[PASSAGE SHOWN]
Sunday, February 24, 2008

Welcome to the Haute Dollhouse - A homage to Jonathan Adler by Michael Williams

Meeting talented people has been one of the many joys of collecting fashion dolls. Meeting people like Michael Williams is an honour. His talent in creating exquisite dioramas, that not only look realistic, but are bristling with taste and style, is unique. I will present here his amazing diorama inspired by the interior designer Jonathan Adler, letting Michael talk about it in his own words.

Michael: I was never your "normal," or perhaps I should say "ordinary," little boy who liked to play with action figures and toy cars in the sandbox. I got my first Barbie, Sweet 16, when I was 5 years old, and progressed to Malibu Barbie & Ken, Pretty Changes, and Superstar Barbie before selling them all off at a garage sale by the age of 10. As a child, I simply loved the escapist fantasy of these glamorous characters in their Dynasty gowns going on James Bond-like adventures in their bright yellow plastic mobile home, since we couldn't afford the A-frame Dreamhouse, back then. They were an outlet for my imagination, and I got to be the costume & set designer, hair stylist, screen writer and director, all in the confines of my small-town, Midwestern, middle-class, orange shag-rug-carpeted living room.

"BEFORE" living room scene
Superman Ken in LB BOYZ polo shirt with Sleepytime Gal reproduction
Barbie in vintage blue "Belle" dress; vintage sofa set found on eBay
for $15; Gloria table lamps repainted by photographer; picture frames
found at flea market. Thin sheet magnets adhered to back of all items
on wall; diorama magnetic walls by Room With A View; parquet hardwood
floor from royalty-free stock photo, printed on 13x19
inch Epson R1800 panoramic photo printer; Barbie and RE-MENT
miniatures abound.

[DATASET CONTENT]
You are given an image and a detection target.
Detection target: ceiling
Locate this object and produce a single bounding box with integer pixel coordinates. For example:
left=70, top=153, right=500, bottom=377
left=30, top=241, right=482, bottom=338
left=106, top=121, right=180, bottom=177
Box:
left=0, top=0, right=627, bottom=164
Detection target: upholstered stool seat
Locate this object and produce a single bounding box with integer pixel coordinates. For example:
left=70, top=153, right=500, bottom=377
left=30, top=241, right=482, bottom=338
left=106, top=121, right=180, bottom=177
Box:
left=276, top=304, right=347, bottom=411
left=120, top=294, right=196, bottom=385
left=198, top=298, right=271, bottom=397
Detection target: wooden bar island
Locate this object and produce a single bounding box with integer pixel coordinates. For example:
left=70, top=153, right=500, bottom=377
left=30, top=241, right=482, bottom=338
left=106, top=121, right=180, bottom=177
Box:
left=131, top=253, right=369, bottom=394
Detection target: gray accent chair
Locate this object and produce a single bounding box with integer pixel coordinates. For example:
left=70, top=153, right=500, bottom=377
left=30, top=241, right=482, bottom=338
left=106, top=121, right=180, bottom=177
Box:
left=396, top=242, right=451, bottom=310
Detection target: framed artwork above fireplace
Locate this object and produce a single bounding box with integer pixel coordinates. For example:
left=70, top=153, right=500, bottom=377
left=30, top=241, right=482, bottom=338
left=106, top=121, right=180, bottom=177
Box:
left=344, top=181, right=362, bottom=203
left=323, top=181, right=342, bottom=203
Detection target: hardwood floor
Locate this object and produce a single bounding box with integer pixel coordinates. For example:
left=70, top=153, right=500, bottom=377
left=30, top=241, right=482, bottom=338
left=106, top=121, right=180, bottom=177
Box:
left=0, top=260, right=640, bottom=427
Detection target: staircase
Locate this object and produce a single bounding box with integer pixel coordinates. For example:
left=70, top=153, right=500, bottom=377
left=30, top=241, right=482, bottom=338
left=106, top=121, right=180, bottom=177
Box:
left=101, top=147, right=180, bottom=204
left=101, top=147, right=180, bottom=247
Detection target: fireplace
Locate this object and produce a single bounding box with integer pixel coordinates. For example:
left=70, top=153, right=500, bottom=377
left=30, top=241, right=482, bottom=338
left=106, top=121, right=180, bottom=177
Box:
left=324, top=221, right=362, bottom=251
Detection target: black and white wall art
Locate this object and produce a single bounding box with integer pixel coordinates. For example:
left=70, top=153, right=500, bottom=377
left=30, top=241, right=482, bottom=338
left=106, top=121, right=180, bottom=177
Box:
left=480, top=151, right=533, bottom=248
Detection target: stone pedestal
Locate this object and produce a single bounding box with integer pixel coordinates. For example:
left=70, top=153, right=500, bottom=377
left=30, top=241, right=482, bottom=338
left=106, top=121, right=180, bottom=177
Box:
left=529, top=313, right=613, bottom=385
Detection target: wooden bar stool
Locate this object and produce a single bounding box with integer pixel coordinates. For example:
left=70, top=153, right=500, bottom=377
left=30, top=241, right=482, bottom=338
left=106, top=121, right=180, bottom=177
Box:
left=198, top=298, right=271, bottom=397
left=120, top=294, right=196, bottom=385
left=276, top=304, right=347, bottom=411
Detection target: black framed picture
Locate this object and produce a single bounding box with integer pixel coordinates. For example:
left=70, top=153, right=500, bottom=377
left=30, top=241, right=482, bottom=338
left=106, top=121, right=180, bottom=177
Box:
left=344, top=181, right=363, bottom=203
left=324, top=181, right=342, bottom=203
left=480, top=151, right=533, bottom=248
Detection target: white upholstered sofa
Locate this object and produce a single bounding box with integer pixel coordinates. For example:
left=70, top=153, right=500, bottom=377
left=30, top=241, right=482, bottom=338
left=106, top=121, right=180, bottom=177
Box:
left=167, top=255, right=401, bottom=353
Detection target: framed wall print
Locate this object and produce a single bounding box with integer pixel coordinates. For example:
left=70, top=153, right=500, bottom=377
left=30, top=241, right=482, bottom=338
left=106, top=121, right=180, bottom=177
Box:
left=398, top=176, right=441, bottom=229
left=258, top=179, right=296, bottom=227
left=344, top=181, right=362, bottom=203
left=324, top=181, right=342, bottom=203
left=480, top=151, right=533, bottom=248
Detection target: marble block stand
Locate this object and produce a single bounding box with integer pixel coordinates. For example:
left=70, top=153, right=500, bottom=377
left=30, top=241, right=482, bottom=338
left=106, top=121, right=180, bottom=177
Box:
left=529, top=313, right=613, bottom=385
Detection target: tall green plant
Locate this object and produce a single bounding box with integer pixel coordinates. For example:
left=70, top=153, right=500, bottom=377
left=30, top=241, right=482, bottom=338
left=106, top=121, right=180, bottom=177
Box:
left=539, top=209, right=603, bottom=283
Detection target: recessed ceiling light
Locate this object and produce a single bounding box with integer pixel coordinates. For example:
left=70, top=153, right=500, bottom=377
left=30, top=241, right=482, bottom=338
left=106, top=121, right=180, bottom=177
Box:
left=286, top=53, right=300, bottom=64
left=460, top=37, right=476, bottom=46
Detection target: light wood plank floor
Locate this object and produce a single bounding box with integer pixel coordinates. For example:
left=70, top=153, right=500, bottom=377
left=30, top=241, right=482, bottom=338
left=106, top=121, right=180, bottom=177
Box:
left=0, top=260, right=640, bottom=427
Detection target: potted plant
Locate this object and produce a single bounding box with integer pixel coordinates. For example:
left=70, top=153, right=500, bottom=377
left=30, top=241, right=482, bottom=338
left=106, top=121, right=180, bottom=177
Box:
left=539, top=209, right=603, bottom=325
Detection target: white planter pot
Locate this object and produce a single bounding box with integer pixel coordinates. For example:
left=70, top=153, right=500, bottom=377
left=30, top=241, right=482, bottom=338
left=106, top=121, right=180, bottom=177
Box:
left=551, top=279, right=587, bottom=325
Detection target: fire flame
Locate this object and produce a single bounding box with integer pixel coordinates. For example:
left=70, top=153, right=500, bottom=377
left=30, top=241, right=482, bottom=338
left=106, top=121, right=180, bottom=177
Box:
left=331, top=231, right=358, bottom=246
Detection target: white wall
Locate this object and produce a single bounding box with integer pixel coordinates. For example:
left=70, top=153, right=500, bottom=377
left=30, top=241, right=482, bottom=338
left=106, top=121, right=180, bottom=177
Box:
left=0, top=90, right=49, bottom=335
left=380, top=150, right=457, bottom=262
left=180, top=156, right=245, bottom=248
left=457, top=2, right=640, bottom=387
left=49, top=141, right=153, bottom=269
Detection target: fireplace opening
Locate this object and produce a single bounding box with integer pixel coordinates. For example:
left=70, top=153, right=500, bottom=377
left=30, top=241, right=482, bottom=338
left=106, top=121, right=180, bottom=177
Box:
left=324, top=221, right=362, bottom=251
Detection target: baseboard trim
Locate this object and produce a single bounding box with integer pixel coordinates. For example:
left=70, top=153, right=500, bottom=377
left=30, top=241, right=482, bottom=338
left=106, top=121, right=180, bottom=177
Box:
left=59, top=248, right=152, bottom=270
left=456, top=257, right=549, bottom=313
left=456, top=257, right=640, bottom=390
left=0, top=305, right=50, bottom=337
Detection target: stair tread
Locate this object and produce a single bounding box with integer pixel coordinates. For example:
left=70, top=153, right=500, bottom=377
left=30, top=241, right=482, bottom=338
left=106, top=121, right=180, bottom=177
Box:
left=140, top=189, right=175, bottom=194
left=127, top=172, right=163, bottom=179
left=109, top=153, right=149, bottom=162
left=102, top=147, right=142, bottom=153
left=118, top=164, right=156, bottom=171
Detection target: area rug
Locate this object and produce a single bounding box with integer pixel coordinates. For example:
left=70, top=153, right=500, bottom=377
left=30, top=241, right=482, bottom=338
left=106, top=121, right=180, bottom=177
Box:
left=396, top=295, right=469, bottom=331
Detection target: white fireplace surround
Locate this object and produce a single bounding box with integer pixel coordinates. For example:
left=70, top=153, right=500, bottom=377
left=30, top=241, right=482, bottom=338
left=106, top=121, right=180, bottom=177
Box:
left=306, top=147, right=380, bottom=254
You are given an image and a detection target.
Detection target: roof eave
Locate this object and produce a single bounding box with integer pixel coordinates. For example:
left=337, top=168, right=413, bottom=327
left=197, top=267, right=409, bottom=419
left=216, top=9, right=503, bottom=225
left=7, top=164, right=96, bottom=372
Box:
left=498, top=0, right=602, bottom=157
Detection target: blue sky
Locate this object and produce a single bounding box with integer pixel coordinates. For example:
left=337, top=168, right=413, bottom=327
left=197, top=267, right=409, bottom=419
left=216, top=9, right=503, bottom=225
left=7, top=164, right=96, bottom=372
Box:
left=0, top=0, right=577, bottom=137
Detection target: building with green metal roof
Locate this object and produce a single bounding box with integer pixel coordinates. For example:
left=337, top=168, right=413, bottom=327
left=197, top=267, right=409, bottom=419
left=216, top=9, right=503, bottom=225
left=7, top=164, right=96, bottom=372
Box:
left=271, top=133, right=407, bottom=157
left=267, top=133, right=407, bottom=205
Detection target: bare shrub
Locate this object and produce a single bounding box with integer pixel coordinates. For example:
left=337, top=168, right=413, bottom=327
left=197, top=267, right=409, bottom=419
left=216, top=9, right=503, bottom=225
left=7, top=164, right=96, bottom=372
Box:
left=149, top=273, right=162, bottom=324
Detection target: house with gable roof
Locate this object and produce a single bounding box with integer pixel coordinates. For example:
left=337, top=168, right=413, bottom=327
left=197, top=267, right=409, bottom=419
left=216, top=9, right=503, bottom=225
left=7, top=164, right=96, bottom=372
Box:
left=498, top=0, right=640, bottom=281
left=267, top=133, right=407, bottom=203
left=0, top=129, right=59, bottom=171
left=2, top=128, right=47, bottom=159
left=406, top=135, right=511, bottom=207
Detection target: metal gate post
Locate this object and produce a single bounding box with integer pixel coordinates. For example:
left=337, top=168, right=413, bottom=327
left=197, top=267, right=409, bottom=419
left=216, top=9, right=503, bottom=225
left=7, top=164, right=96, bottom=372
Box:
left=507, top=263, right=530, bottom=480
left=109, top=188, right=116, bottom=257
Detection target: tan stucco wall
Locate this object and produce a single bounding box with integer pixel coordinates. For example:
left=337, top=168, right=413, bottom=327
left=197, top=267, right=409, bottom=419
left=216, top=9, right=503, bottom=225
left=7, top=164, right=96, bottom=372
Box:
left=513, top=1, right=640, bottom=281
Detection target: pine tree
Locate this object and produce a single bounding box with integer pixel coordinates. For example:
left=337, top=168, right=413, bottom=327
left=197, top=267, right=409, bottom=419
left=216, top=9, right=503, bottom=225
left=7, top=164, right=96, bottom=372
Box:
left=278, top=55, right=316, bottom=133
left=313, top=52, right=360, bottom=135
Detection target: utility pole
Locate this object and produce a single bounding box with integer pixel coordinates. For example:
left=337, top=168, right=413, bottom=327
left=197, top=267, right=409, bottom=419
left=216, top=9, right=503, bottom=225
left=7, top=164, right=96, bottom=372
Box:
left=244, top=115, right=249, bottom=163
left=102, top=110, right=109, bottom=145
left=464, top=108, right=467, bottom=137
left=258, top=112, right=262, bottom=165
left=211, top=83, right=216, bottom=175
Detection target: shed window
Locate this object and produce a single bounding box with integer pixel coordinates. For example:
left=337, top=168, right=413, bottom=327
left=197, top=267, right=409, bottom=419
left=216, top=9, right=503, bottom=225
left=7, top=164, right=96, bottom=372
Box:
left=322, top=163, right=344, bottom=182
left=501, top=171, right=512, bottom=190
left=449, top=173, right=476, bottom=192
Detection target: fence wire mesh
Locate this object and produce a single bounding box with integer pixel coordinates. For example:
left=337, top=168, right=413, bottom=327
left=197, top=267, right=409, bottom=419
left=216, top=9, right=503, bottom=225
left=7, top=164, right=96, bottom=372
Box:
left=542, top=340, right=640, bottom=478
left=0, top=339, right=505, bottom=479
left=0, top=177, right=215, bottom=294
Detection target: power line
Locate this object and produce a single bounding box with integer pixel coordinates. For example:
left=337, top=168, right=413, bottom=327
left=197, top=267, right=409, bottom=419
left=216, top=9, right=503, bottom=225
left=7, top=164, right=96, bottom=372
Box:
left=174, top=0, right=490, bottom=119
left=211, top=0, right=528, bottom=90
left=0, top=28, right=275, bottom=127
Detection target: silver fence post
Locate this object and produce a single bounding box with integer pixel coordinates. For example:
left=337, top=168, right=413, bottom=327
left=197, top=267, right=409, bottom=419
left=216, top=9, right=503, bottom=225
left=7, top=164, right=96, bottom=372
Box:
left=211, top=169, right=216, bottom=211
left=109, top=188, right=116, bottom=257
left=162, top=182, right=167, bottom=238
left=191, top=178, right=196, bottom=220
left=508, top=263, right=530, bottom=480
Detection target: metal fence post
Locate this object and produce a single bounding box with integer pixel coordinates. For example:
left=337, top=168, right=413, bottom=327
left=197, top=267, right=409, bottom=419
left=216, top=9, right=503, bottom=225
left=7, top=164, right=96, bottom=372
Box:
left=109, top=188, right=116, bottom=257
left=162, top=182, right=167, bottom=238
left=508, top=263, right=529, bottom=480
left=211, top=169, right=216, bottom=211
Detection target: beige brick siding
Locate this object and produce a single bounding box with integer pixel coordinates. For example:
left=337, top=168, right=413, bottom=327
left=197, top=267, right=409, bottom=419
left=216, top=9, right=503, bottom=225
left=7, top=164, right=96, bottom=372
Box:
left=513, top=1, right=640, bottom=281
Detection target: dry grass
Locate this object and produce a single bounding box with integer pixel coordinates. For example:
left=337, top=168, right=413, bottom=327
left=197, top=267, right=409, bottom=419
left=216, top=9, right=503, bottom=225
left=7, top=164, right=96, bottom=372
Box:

[TASKS TO PERFORM]
1: In the dollhouse diorama post, what did the vintage sofa set found on eBay cost?
2: Which Barbie dolls does Michael say he owned as a child, according to the dollhouse diorama post?
3: Reproduce word for word the part of the dollhouse diorama post that opens with the words containing "Welcome to the" and closes with "his own words.".

[THE REPLIES]
1: $15

2: Sweet 16, Malibu Barbie & Ken, Pretty Changes, and Superstar Barbie

3:
Welcome to the Haute Dollhouse - A homage to Jonathan Adler by Michael Williams

Meeting talented people has been one of the many joys of collecting fashion dolls. Meeting people like Michael Williams is an honour. His talent in creating exquisite dioramas, that not only look realistic, but are bristling with taste and style, is unique. I will present here his amazing diorama inspired by the interior designer Jonathan Adler, letting Michael talk about it in his own words.